**WHAT YOU ARE ASKED TO DO**
Leave out the images and repeat the listing below without a single change.

**DATA TO USE**

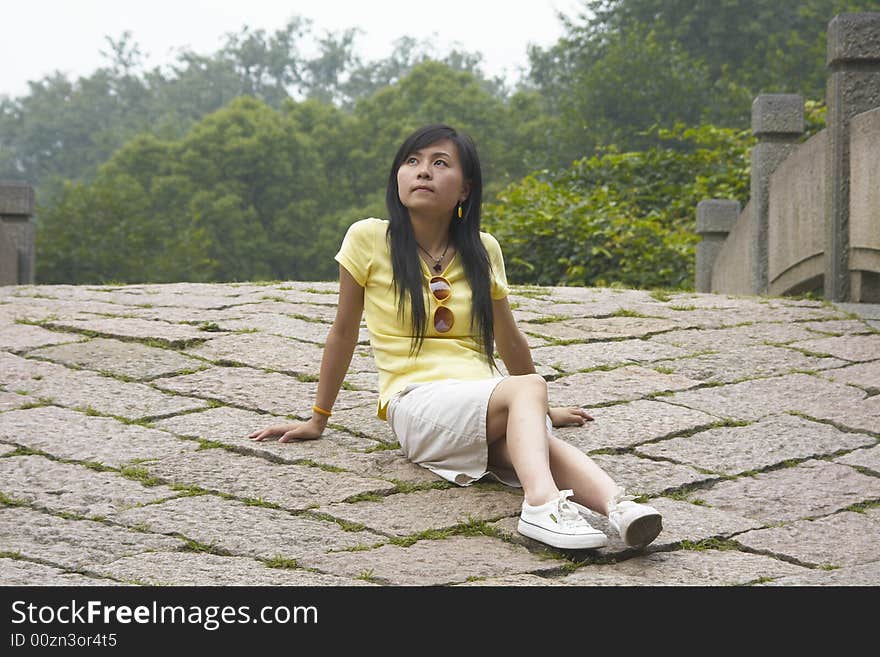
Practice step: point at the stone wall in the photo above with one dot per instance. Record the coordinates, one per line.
(796, 218)
(864, 206)
(813, 219)
(16, 234)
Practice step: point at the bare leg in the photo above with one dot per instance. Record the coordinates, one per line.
(573, 469)
(518, 438)
(517, 434)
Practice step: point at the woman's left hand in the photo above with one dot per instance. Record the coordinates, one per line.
(566, 416)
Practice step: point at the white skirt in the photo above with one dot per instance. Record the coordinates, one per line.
(441, 426)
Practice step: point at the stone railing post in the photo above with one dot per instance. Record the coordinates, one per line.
(778, 123)
(715, 220)
(16, 234)
(853, 87)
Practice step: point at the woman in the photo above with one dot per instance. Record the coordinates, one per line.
(434, 290)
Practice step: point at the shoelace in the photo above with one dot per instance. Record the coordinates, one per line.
(568, 515)
(621, 496)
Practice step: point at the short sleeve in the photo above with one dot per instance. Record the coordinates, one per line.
(499, 288)
(356, 252)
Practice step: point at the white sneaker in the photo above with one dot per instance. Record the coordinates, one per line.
(559, 524)
(637, 524)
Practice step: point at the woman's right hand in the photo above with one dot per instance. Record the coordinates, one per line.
(289, 432)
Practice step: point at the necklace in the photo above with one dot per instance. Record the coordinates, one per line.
(437, 261)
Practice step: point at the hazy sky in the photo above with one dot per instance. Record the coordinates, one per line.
(42, 36)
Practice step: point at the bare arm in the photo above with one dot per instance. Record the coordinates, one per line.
(513, 347)
(338, 350)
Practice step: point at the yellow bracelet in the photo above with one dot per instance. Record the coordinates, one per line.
(321, 411)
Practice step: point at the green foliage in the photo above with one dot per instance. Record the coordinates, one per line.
(622, 218)
(250, 163)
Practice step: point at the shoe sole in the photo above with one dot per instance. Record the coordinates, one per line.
(565, 541)
(642, 531)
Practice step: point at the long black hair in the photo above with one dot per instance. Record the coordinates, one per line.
(464, 233)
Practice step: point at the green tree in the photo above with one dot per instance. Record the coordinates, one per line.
(619, 217)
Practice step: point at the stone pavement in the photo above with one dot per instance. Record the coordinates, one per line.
(751, 423)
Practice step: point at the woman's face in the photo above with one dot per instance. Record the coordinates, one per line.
(431, 182)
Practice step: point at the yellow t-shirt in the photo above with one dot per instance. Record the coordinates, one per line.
(366, 255)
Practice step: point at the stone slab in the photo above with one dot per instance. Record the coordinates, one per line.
(589, 329)
(863, 415)
(810, 489)
(863, 458)
(685, 568)
(256, 390)
(625, 425)
(73, 488)
(582, 357)
(856, 348)
(840, 327)
(133, 327)
(280, 325)
(771, 441)
(737, 364)
(405, 514)
(73, 543)
(514, 580)
(79, 389)
(862, 575)
(19, 572)
(734, 338)
(866, 310)
(683, 521)
(20, 338)
(864, 375)
(273, 352)
(244, 530)
(752, 400)
(70, 435)
(203, 569)
(13, 400)
(128, 359)
(232, 426)
(620, 384)
(841, 539)
(642, 476)
(293, 487)
(434, 563)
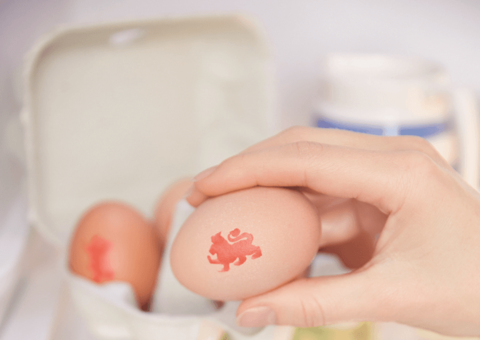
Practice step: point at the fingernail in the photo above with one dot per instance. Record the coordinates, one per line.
(189, 191)
(257, 317)
(204, 173)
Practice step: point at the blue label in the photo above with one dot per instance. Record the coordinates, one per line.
(424, 131)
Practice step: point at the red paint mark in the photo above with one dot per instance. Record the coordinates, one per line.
(227, 253)
(98, 249)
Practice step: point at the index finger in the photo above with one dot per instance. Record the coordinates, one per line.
(370, 176)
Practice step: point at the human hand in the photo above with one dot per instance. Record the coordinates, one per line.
(424, 269)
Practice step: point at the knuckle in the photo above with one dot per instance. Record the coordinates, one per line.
(312, 311)
(306, 148)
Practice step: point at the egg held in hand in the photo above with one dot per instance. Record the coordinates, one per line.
(246, 243)
(113, 242)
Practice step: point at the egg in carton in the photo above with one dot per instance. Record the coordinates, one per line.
(118, 112)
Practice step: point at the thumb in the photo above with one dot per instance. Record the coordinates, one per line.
(313, 302)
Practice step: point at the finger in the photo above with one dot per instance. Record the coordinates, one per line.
(354, 253)
(339, 224)
(378, 178)
(317, 301)
(351, 139)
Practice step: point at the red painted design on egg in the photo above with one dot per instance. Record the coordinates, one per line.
(227, 253)
(98, 249)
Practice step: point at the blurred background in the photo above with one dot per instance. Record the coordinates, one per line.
(298, 33)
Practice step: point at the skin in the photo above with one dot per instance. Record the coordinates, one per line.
(424, 268)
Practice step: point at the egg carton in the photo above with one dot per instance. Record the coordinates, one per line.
(119, 111)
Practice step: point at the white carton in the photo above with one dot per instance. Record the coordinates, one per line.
(119, 111)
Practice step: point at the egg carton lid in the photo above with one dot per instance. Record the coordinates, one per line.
(119, 111)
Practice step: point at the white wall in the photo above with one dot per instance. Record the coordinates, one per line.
(299, 32)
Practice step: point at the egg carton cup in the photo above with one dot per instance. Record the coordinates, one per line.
(112, 312)
(120, 111)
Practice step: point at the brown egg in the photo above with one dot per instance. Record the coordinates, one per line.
(166, 207)
(113, 242)
(246, 243)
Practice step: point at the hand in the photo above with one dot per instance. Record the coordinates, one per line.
(424, 269)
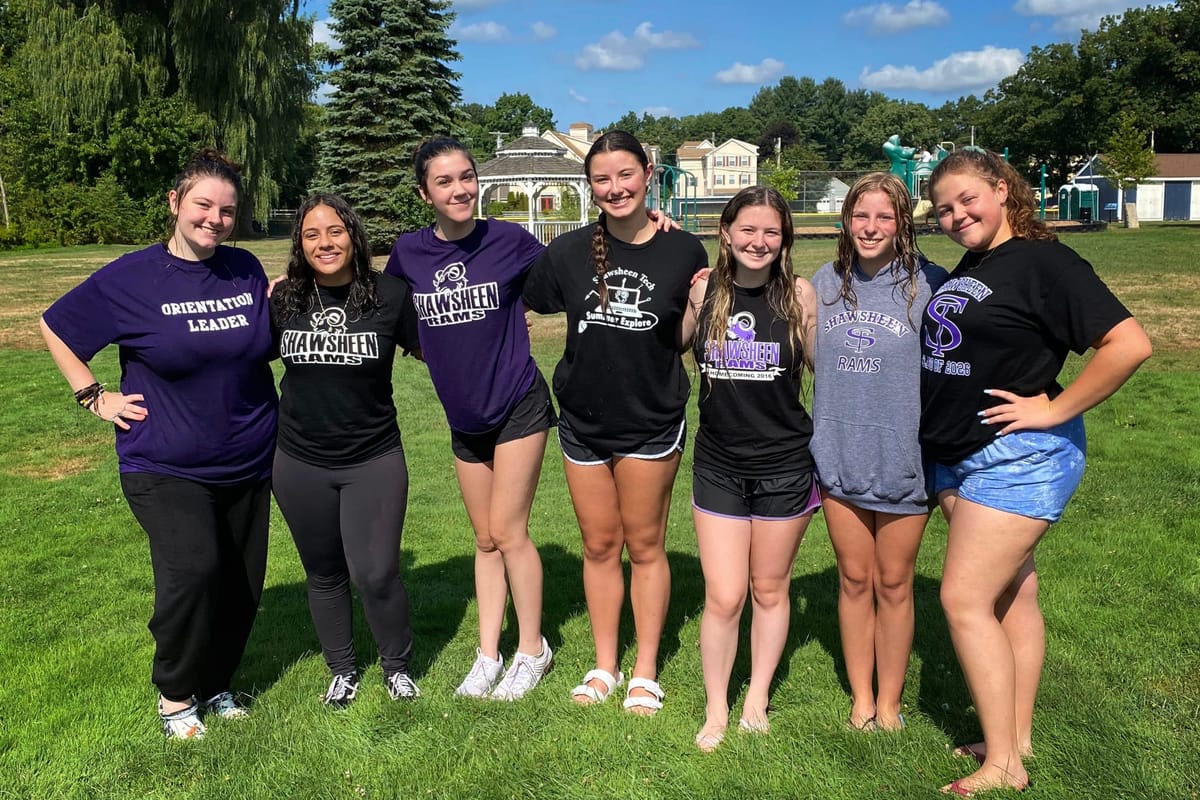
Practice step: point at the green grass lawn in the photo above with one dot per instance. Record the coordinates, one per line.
(1119, 715)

**THE ANSWER**
Practice step: point at the stone wall in the photo above with one dot per instance. Record the coordinates, one per line.
(796, 218)
(864, 206)
(813, 219)
(16, 234)
Practice step: point at the bare leg in the photo above with one dot per instance. Record the coordinates, one per line.
(573, 469)
(518, 438)
(517, 434)
Practice step: point at the woman's left hand in the photo above with one dot per instance. Record the coordinates, one per line.
(566, 416)
Practice step: point at the white skirt in the photo above with one dot per instance. Record the coordinates, one per line.
(441, 426)
Practice step: point at the stone railing post in the photo above with one dot per instance. Record the coordinates, one per line.
(778, 123)
(715, 220)
(16, 234)
(853, 87)
Practice step: point at the woman in the photo above with one dot per instance. Record the coordinates, one per line.
(434, 290)
Practice step: point at the shoelace in the photo above with one dot per instance. Record the coordinates, one per line.
(568, 515)
(621, 496)
Practice step: point at the short sleeve in the photo above with one dot per instance. Record the coordinates, one per line.
(499, 288)
(356, 252)
Practice step: point at the white sneaker in the photo above with one dot per instance. Record the coordinates, one per line.
(559, 524)
(637, 524)
Practice step: point at the woman's right hand in the photo above with one dot per instance. Record the coordinates, one per line.
(289, 432)
Practice step: point at the necklace in the photo above with one dot per instance. Record the coordinates, one per line.
(437, 261)
Practice step: point at the hazy sky in the photo above with one dot per instance. Record the coordinates, one per line.
(42, 36)
Practice step: point at the bare arm in the photo above with one dot per instance. Record the coordinates, one per line.
(513, 347)
(338, 350)
Practice step: point at the yellow bracelet in the photo above with one dot per instance. Record the coordinates, one per line.
(321, 411)
Practice step: point at the green foliage in the photo above with one dot per instance. Record the coordinates, one per line.
(622, 218)
(250, 163)
Practice step: point at the shoe sole in the photo above with one dot per instance. Record the coordinates, one per line.
(565, 541)
(642, 531)
Practice step: point at the long black hair in the photo above with one dot per instance. Record the coordinates, one per line.
(464, 233)
Practice step: point at the green tree in the photo above with one dot per instance. Record the coordinates, one per line.
(619, 217)
Practice step: point at the stone pavement in the photo above with one dot per instance. Record the coordinates, one per line.
(751, 423)
Practice step: point at the woman's face in the photo above with one dot per instance. Record the coordinates, one per line.
(431, 182)
Practice step: point at the yellow t-shirt in the photo above with one dot per instance. Record the coordinates, one per line.
(366, 255)
Practice step: point at the stone slab in the photo above with one dot per instance. Record the coordinates, one per line.
(589, 329)
(863, 415)
(810, 489)
(863, 458)
(685, 568)
(256, 390)
(625, 425)
(73, 488)
(582, 357)
(856, 348)
(840, 327)
(133, 327)
(280, 325)
(771, 441)
(737, 364)
(405, 514)
(73, 543)
(514, 580)
(79, 389)
(862, 575)
(19, 572)
(734, 338)
(866, 310)
(683, 521)
(20, 338)
(864, 375)
(273, 352)
(244, 530)
(752, 400)
(70, 435)
(203, 569)
(13, 400)
(128, 359)
(232, 426)
(620, 384)
(841, 539)
(642, 476)
(293, 487)
(434, 563)
Practice step: point at the fingernail in the photo above with one dot per instance. Record the coordinates, one per line.
(189, 191)
(257, 317)
(204, 173)
Practice step: point at the blue label in the photo above with one dot per instance. Record the coordinates, one per line.
(424, 131)
Practice step: point at the red paint mark in the photo above with one dot per instance. Record the coordinates, one per line.
(227, 253)
(98, 249)
Practice step: point at the index finger in the photo above with one dot per instance. Record the coordinates, one per line.
(370, 176)
Practice step: point at the human hand in the photo above with one dot per instance. Record the coordinates, one per line.
(424, 269)
Practice step: point at the knuckle in the photo above with one dot per instance. Record the coordinates, one per line.
(312, 311)
(306, 148)
Practice step: point at the egg held in hand in the photo above with one dot per instance. Record the coordinates, one per line.
(246, 243)
(113, 242)
Practice step: point at the egg in carton in the photo above with one dot per instance. Record the coordinates, one per line.
(118, 112)
Practice step: point at the thumb in the photo above with one dot per instance. Record the coordinates, one per line.
(313, 302)
Practice step: point at the finger in the photo above with one dot per instance. Record the coordinates, one per line.
(354, 253)
(339, 224)
(378, 178)
(317, 301)
(351, 139)
Practice step: point at the red painted design on egg in the photo above with one dot per instance. Record the coordinates, one per line.
(227, 253)
(98, 249)
Practice step: point at the blurred background in the photo above with one dot per instance. Record the coordinates, one per line.
(298, 33)
Practice step: point at the skin in the photo above with one dot per instance. Record the coordinates, one per line.
(424, 268)
Practice step: point at the egg carton in the photo above with one dot per instance. Record the coordinates, one per line.
(119, 111)
Practice step: point at the white carton in the photo above with one dot per instance. Record the coordinates, one per line.
(119, 111)
Practice step: point at the egg carton lid in the photo above with one dot per instance. Record the coordinates, one per line.
(119, 111)
Practice step: point at the white wall in the photo above with one dot per instance. Record the coordinates, one per line.
(299, 32)
Practice step: point at the egg carton cup in the photo above with one dot per instance. Record the coordinates, one per line.
(112, 312)
(120, 111)
Practice step: point at the brown egg in the photo above with one dot per instance. Record the coordinates, one per line.
(166, 207)
(113, 242)
(246, 243)
Practice step: point at the hand in the photo above with one dot per instance. Record the coordinates, one per line.
(424, 269)
Practice step: point at the green grass lawn in the photo above with one dot per instance. Record the coordinates, one per line.
(1119, 715)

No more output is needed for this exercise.